Required action
Review the material and extract every line in which the word "below" occurs.

Listed entries
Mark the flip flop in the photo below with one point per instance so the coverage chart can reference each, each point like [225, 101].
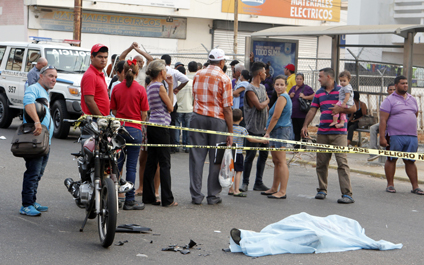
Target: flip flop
[274, 197]
[391, 189]
[418, 191]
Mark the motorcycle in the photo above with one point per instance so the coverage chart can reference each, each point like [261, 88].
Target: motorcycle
[97, 189]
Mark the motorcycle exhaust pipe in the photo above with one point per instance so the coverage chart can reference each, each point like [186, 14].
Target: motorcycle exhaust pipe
[72, 186]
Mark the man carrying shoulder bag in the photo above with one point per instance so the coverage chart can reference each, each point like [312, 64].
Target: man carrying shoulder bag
[35, 165]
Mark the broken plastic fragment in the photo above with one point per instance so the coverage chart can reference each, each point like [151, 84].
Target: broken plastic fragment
[185, 251]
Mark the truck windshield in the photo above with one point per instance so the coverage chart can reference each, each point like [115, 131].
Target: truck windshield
[68, 60]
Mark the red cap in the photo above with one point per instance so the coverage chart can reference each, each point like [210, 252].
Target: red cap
[290, 67]
[97, 47]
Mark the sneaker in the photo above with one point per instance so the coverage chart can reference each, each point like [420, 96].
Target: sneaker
[243, 187]
[40, 208]
[30, 211]
[320, 195]
[133, 205]
[345, 199]
[261, 187]
[125, 186]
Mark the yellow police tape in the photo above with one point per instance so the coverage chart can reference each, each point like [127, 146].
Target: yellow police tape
[335, 148]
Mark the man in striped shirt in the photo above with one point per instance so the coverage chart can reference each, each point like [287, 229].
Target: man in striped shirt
[325, 98]
[213, 98]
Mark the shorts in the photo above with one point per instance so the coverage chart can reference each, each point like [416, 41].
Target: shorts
[282, 133]
[238, 165]
[403, 143]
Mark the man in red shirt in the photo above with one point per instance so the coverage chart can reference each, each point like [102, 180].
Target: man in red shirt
[94, 97]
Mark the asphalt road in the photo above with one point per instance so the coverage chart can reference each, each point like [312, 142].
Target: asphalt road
[54, 238]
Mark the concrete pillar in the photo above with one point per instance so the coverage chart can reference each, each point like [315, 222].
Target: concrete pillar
[407, 58]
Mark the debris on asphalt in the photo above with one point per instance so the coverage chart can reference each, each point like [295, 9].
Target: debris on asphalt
[121, 243]
[183, 250]
[132, 228]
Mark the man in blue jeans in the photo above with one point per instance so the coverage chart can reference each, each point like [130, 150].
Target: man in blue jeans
[35, 166]
[255, 112]
[185, 104]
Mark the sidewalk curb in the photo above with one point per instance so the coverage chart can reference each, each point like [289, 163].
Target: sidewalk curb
[364, 172]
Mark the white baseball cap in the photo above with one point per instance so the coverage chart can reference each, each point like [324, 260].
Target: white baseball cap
[216, 55]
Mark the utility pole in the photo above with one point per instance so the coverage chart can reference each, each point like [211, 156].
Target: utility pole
[235, 26]
[77, 20]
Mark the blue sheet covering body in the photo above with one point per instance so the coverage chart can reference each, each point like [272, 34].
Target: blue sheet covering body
[304, 233]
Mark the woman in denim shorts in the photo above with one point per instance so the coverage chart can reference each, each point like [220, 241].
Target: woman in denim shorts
[279, 127]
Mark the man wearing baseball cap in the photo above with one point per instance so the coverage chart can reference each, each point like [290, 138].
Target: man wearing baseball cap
[291, 79]
[94, 97]
[213, 98]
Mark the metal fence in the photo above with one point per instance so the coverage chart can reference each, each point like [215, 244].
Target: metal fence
[372, 77]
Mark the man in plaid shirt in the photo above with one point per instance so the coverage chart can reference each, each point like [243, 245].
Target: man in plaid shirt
[213, 98]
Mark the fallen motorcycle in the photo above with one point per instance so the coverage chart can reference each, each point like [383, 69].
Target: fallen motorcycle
[97, 189]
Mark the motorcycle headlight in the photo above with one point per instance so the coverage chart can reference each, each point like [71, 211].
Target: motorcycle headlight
[102, 123]
[115, 125]
[95, 127]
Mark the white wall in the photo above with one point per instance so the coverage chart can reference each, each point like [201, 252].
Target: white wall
[13, 33]
[197, 33]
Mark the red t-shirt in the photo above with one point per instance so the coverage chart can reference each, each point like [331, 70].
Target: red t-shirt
[93, 83]
[129, 102]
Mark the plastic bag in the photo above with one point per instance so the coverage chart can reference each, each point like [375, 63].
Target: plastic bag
[226, 174]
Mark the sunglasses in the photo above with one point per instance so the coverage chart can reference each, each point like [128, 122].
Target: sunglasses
[45, 68]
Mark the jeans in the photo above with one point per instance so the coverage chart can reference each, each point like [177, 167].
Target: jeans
[35, 170]
[155, 155]
[184, 120]
[260, 164]
[132, 158]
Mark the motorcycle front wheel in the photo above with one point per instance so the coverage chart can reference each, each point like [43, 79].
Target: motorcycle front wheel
[108, 213]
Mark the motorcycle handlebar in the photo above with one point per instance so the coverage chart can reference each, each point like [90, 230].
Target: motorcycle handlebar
[124, 131]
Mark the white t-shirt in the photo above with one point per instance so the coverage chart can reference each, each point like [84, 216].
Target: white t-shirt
[177, 76]
[141, 77]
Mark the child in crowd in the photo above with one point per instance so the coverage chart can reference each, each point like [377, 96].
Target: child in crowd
[238, 164]
[345, 99]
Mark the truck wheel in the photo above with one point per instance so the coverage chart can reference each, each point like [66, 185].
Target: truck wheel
[6, 114]
[59, 113]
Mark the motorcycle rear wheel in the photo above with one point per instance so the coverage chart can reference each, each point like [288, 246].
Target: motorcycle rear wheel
[108, 213]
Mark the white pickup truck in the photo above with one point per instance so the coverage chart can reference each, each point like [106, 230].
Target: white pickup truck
[18, 58]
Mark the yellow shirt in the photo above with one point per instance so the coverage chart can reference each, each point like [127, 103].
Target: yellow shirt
[291, 81]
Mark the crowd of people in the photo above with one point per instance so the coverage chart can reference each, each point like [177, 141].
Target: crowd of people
[251, 102]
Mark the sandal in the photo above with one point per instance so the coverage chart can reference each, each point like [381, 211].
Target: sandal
[391, 189]
[172, 204]
[418, 191]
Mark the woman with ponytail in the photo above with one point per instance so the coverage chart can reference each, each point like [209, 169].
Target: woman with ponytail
[129, 101]
[161, 105]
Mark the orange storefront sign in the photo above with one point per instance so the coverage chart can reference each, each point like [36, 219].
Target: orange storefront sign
[328, 10]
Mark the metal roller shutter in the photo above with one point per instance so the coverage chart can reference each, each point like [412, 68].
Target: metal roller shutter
[225, 39]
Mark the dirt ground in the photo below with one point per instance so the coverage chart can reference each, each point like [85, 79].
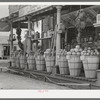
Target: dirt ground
[13, 81]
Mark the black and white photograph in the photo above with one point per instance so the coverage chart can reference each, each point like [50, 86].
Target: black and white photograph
[49, 47]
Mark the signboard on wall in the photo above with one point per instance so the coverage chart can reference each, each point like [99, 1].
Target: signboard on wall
[31, 9]
[4, 27]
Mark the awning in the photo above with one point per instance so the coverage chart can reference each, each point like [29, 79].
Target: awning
[18, 19]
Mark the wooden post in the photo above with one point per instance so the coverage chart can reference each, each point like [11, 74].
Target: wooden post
[11, 41]
[58, 38]
[66, 39]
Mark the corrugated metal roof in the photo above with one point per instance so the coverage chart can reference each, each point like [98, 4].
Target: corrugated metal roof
[4, 40]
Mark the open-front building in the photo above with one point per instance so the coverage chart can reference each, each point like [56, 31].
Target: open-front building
[61, 40]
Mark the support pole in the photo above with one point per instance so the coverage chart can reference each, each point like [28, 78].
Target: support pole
[58, 39]
[11, 41]
[29, 36]
[66, 39]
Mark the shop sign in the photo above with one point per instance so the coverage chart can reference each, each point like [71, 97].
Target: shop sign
[31, 9]
[4, 27]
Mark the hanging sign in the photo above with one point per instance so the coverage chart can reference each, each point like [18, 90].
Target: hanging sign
[31, 9]
[4, 27]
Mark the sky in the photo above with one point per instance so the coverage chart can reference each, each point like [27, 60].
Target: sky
[4, 12]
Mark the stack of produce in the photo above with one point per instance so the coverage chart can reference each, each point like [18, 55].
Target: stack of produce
[17, 58]
[50, 59]
[40, 61]
[13, 57]
[74, 62]
[23, 60]
[90, 59]
[62, 62]
[31, 61]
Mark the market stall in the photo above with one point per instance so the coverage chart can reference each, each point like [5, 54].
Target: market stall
[68, 41]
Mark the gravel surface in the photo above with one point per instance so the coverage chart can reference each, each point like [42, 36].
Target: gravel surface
[13, 81]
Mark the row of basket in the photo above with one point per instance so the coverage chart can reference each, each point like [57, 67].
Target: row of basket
[72, 64]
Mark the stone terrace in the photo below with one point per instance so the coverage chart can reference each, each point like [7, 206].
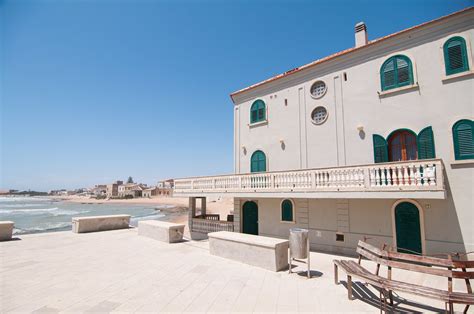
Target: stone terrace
[119, 271]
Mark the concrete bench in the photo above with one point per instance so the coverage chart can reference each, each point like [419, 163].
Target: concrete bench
[264, 252]
[160, 230]
[100, 223]
[6, 230]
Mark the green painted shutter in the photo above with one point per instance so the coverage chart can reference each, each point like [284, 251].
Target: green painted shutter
[397, 71]
[463, 137]
[257, 111]
[287, 210]
[388, 75]
[258, 162]
[425, 144]
[380, 149]
[455, 55]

Expected output
Mark the flip flop in the photo below with one point per instance so the coverage chart can reference each, each point like [225, 101].
Mark the dirt ground in the photo below with one point per instance so the coverage chart can reference each, each point like [85, 79].
Mark the stone terrace in the photo below with one point per instance so the coverage chart can reference each, each point like [7, 206].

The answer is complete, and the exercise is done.